Records drawn from a dataset:
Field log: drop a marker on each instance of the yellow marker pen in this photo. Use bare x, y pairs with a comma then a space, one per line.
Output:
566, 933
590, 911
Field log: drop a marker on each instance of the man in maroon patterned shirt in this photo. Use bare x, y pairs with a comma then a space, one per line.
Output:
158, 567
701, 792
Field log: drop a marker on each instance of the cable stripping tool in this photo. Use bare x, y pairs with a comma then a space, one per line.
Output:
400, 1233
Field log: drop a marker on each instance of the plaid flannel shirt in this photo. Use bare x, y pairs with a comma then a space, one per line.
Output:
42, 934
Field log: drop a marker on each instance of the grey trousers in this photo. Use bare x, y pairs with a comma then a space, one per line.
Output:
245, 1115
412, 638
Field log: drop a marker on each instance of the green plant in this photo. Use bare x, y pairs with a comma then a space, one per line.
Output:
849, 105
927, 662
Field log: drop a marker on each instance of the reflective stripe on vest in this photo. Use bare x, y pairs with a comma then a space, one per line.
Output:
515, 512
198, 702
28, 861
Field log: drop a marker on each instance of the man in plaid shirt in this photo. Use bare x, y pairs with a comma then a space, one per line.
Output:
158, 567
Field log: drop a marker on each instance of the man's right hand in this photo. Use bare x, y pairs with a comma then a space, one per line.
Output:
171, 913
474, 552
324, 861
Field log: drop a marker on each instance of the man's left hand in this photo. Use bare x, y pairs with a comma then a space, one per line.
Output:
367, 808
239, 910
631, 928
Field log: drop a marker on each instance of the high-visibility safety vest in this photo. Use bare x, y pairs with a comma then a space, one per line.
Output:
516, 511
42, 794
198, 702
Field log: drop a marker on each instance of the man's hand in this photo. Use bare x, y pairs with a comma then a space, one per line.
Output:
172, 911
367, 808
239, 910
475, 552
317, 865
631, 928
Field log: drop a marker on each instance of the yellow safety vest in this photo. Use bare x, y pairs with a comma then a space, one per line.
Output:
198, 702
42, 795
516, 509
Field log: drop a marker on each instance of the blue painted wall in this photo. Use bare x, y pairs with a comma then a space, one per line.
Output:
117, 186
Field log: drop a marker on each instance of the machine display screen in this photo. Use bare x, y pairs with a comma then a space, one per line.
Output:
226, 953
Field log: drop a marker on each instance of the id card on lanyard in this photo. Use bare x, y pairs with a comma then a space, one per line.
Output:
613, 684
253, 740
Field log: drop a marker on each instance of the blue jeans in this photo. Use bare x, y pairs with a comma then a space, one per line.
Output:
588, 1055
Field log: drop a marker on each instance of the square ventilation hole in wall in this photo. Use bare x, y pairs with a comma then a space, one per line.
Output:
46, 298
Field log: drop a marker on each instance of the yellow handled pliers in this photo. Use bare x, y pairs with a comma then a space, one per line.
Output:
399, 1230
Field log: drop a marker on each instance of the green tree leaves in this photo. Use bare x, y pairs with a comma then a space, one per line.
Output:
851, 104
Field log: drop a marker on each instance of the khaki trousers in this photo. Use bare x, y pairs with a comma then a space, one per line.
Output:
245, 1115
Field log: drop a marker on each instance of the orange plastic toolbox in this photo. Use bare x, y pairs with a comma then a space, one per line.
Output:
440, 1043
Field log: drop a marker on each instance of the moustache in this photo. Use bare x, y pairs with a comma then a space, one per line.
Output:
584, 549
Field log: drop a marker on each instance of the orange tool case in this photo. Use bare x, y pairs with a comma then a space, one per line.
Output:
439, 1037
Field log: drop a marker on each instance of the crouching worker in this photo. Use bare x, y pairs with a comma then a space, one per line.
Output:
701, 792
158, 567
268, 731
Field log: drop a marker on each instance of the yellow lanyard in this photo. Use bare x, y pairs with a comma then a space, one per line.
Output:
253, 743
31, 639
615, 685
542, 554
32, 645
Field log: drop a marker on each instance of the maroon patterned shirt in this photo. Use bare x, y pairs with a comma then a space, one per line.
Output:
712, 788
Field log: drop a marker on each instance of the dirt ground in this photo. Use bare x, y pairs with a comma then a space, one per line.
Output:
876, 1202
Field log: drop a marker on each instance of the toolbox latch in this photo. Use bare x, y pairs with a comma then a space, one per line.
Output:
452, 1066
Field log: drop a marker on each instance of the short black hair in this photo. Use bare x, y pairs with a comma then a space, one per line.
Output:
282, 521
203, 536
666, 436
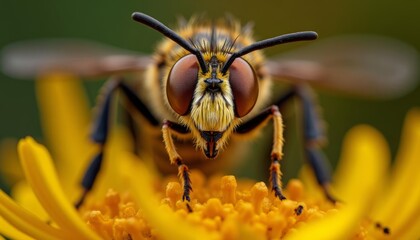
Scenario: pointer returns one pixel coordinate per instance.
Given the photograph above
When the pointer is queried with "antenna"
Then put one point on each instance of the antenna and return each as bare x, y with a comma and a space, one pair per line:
160, 27
286, 38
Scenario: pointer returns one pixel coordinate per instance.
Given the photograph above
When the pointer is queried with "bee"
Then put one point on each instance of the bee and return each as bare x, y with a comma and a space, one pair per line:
209, 83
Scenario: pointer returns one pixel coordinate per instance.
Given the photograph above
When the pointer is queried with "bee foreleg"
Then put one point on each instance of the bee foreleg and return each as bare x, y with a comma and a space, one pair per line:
276, 153
313, 135
183, 172
101, 128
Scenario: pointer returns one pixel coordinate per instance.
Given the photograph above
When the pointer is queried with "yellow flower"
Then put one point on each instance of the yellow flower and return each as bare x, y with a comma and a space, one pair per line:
130, 201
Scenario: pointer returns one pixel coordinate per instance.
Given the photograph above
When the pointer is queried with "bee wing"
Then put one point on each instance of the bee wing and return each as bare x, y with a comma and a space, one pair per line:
359, 65
29, 59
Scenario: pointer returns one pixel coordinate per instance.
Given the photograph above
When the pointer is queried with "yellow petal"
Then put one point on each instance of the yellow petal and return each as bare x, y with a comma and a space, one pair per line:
8, 230
114, 168
41, 175
65, 119
372, 157
166, 223
367, 152
402, 195
25, 197
25, 221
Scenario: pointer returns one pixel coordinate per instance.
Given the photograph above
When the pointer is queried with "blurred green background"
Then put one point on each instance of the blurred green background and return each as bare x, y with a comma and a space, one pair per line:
109, 22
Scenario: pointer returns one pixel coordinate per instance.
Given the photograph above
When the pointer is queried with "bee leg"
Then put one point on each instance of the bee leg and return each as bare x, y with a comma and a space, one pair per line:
101, 128
183, 172
276, 153
313, 136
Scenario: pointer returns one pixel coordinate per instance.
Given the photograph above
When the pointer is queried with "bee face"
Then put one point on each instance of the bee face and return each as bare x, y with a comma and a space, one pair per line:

INSTRUCTIONS TO FOLLOW: Set all of the records down once more, letter for letter, with the images removed.

RESPONSE BELOW:
Field log: drop a marker on each instance of the yellow marker pen in this photo. Use bare x, y pairs with a comma then a space, one per line.
Output:
566, 933
590, 911
Field log: drop a marker on each instance of the man in maroon patterned shirt in this photo. Use bare x, y pairs with a comma then a space, one per line.
Output:
158, 567
701, 792
Field log: drop a marker on each instance of the cable stripping tool in this photo. Use bare x, y pairs with a comma then a space, one per line.
Output:
400, 1233
Field log: drop a marker on each instance of the plaid flannel shirt in this photo. Use bare x, y pairs with a comma then a space, one per line.
Output:
42, 934
Field log: drop a marker on each instance of the grey trousers in this photo. Use bare x, y pairs with a comma then a space, one per line.
Output:
245, 1115
412, 638
Field log: drop a marker on each instance of the green plant in this photo. Use bare x, y pairs with a comma then a space, one per line.
Output:
849, 105
927, 662
Field log: drop a marker on each instance of the reflective stripe on vest in this photo. Use bare x, y pairs with a comma then a space, one per line.
Output:
515, 512
198, 702
28, 861
Field log: drop a marker on each instance of the man in plaid shirt in this photo. Use bare x, y pairs with a comma then a space, one per line.
Output:
158, 567
Field log: drop a marker on each instance of the man's right hand in this photo. Use bare x, y pairs with a comma then a space, one per line.
Output:
171, 913
474, 552
324, 861
Field log: drop a marker on each instance of the man's left hand in this photo. Use bare x, y pairs with a comma then a space, one per line.
Output:
367, 808
239, 910
631, 928
Field log: drop a marker on each instance of the high-visibility safety vest in this photo. Use bare x, y pairs with a comma then a space, one per line.
Output:
516, 511
42, 794
198, 702
Field log: drop a marker on each instance of the man's hand in this photo. Use bare x, y pairs with a comma then a space, one per line.
Output:
172, 911
367, 808
239, 910
475, 552
317, 865
631, 928
Field log: drop a marker on each instance of the yellow safety vest in this photo. Use bare x, y pairs with a comma then a space, one per line.
Output:
198, 702
42, 795
516, 509
Field log: drop a marker on each instance of the blue painted wall in this photo. Use bare x, y pairs with a comma then a space, one per line.
Output:
117, 186
Field log: drop a marker on each instance of the machine display screen in this photo. Use bare x, y pairs with a comma then a space, one per line.
Output:
226, 953
Field log: drop a marker on each instance of the id card on lanyard in this photo. Use bare x, y pairs with a comma then a space, one per line.
Output:
613, 684
253, 740
Field log: drop a marker on each instance of the blue jeans in this photo. Use bare x, y pairs with a comma then a space, one per line.
Output:
588, 1055
Field log: drop a marker on each instance of the square ventilation hole in wall in this photo. Use bare x, y pairs with a comma then a space, one per line.
Output:
46, 298
Field log: drop a marker on each instance of the yellow handled pliers in this photo. Use bare x, y pairs with a comma then a space, one per line.
Output:
399, 1230
Field log: drop a marker on each instance of the green tree leaves in this photo. Use bare x, y pairs with a comma then a space, one per line.
Output:
851, 104
Field log: drop a marker on each instance of the khaki trousers in this photo. Use bare x, y pairs with a comma then a space, one per line.
Output:
245, 1115
Field log: drop a marker on each instance of the orange plastic toolbox in this photo. Use bare x, y pairs with a comma then a space, one per line.
Output:
440, 1043
Field log: drop a marker on each instance of the moustache in this photo. Use bare x, y pairs with a comma then a space, one per line.
Output:
584, 549
Field log: drop a marker on each instance of the orange tool case in this photo. Use bare x, y pairs with a comma then a space, one per line.
Output:
439, 1037
Field log: drop a marker on each instance of the crouching worker in this photo. Use bare x, y pairs with a comma then a space, one per line.
Output:
701, 792
158, 567
268, 731
Field log: drop a marker on each instance of the yellow lanyard in this photo. Use bare x, y pairs with a comma then a space, one per line.
Output:
253, 743
31, 639
615, 685
542, 554
32, 645
Field log: drop a marker on each instance of the maroon patterned shirt in this photo. Use bare x, y pairs with a comma then a space, one per line.
Output:
712, 788
Field log: drop a marker on each instance of the dirt ground in this photo. Use bare x, y pairs with a comma then a space, one per line.
Output:
876, 1202
Field log: drop a marker on each instance of the toolbox latch in this photo. Use bare x, y pairs with a comma then a space, one per line.
Output:
452, 1066
Field log: drop a marker on each instance of the short black hair in this photo. Use bare x, y pairs with a comma then a space, one per line.
Output:
282, 521
203, 536
666, 436
Scenario: pointer returns one pixel coordinate per instance.
Given the photograph above
When the pointer is queried with "antenna"
Then put one point on each instance of the antenna and return each as bare x, y with a comma and a space, one pair per line:
160, 27
286, 38
Scenario: pointer returns one pixel coordinate per instance.
Given the photograph above
When the pointer is queried with "bee"
Then put one point on each instance of the bee and return each as bare x, y with a comma and a space, one pair per line:
209, 83
Scenario: pointer returns one pixel coordinate per instance.
Given the photograph above
When the pointer is queried with "bee foreleg"
Then put one point on each instance of the bee foreleg and return each as bare x, y with a comma and a space, one pair per line:
276, 153
313, 135
183, 172
101, 128
Scenario: pointer returns one pixel coordinate per instance.
Given the photograph above
When the pointer is queried with "yellow flower"
Then put one point on each instance of the yellow flower and return each as bare x, y with a comma and a space, one pair per line:
130, 201
Scenario: pointer returns one pixel coordinate per instance.
Given the photograph above
When the pointer is queried with "bee wing"
Then put one point on each instance of the bee wing and return each as bare x, y with a comma and a space, one pair per line:
359, 65
29, 59
Scenario: pointer returns one pixel coordinate per instance.
Given the photograph above
When the pointer is queried with "yellow petal"
Then put one point on each instance of the yellow petal and return each as bare x, y with a comma and a space, one pair per line:
8, 230
114, 168
41, 175
65, 119
372, 157
166, 223
367, 152
402, 195
25, 197
25, 221
Scenario: pointer returns one pixel coordinate per instance.
Given the photograph above
When the pointer is queried with "blurred green background"
Then put one point on each instance of the blurred green background and return each as bare x, y with a comma and a space, one pair per line:
109, 22
Scenario: pointer returns one pixel coordinate per instance.
Given the photograph above
When the pointer is queried with "bee leg"
Then put one point on each instance of the bee leg and return each as bare x, y with a comma and a space, one pair per line:
101, 128
183, 172
276, 153
313, 136
Scenario: pointer returns one pixel coordinate per instance.
Given the photograph above
When the pointer is queried with "bee face"
Then put one point on each instance of the bee face and return each as bare x, y with a comma and a space, one pair per line:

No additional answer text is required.